LISTED ENTRIES
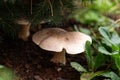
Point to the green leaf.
(111, 75)
(78, 67)
(7, 74)
(99, 60)
(104, 32)
(90, 75)
(89, 55)
(117, 60)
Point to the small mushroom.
(24, 28)
(61, 41)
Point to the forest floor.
(30, 62)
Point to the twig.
(62, 12)
(8, 8)
(30, 6)
(51, 7)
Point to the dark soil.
(32, 63)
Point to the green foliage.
(6, 74)
(111, 75)
(110, 40)
(89, 56)
(93, 64)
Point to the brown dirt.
(32, 63)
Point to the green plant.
(110, 45)
(94, 62)
(6, 73)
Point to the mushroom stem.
(59, 57)
(24, 32)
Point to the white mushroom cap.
(57, 39)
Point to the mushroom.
(24, 28)
(61, 41)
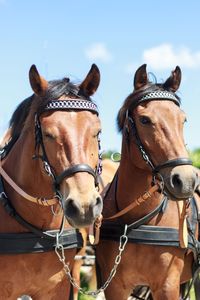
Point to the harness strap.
(137, 202)
(13, 213)
(17, 243)
(41, 201)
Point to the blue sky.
(63, 38)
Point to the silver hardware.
(59, 250)
(116, 157)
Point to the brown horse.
(153, 159)
(105, 179)
(49, 170)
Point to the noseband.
(72, 104)
(152, 96)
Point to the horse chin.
(78, 224)
(176, 197)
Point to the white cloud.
(165, 56)
(98, 51)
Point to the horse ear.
(140, 78)
(38, 83)
(173, 82)
(91, 82)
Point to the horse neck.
(133, 182)
(28, 175)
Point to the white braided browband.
(75, 104)
(160, 95)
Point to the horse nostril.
(176, 181)
(71, 208)
(98, 201)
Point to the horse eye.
(145, 120)
(49, 136)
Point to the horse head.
(152, 124)
(66, 127)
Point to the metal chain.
(61, 255)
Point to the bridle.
(75, 105)
(152, 96)
(71, 104)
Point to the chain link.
(61, 255)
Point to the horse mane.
(134, 96)
(56, 88)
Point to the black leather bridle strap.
(173, 163)
(76, 169)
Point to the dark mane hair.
(133, 98)
(56, 88)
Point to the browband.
(75, 104)
(161, 95)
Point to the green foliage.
(195, 157)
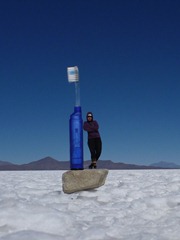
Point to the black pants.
(95, 147)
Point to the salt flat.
(132, 205)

TASK REQUIREMENTS
Reproduce all of the material above with each "horse" swapped for "pony" and nothing else altered. Leave the pictures out.

CORRECT OUTPUT
Point to the green leaf.
(111, 75)
(78, 67)
(7, 74)
(99, 60)
(104, 32)
(90, 75)
(89, 55)
(117, 60)
Point to the small mushroom.
(24, 28)
(61, 41)
Point to the forest floor.
(30, 62)
Point to the twig.
(62, 12)
(8, 8)
(30, 6)
(51, 7)
Point to the dark soil.
(32, 63)
Point to the green foliage.
(6, 74)
(111, 75)
(110, 40)
(89, 56)
(93, 64)
Point to the brown dirt.
(32, 63)
Point to the green plant.
(110, 45)
(94, 62)
(6, 73)
Point to the mushroom stem.
(59, 57)
(24, 32)
Point to the white mushroom cap.
(57, 39)
Point to the mushroom.
(24, 28)
(61, 41)
Point to the harness strap.
(137, 202)
(13, 213)
(17, 243)
(41, 201)
Point to the blue sky.
(63, 38)
Point to the silver hardware.
(59, 250)
(116, 157)
Point to the brown pony.
(153, 159)
(105, 179)
(49, 170)
Point to the noseband.
(72, 104)
(152, 96)
Point to the pony chin.
(78, 224)
(176, 197)
Point to the white cloud.
(165, 56)
(98, 51)
Point to the pony ear.
(140, 78)
(38, 83)
(173, 82)
(91, 82)
Point to the pony neck.
(133, 182)
(28, 175)
Point to the white braided browband.
(75, 104)
(160, 95)
Point to the pony nostril.
(176, 181)
(71, 208)
(98, 201)
Point to the pony eye.
(145, 120)
(49, 136)
Point to the pony head.
(152, 124)
(66, 127)
Point to the metal chain.
(61, 255)
Point to the bridle.
(75, 105)
(152, 96)
(71, 104)
Point to the chain link.
(61, 255)
Point to the pony mane.
(134, 96)
(56, 88)
Point to the black leather bridle strap.
(173, 163)
(76, 169)
Point to the dark mane hair.
(133, 98)
(56, 88)
Point to the browband.
(75, 104)
(161, 95)
Point to the green foliage.
(195, 157)
Point to the black pants.
(95, 147)
Point to the salt flat.
(132, 205)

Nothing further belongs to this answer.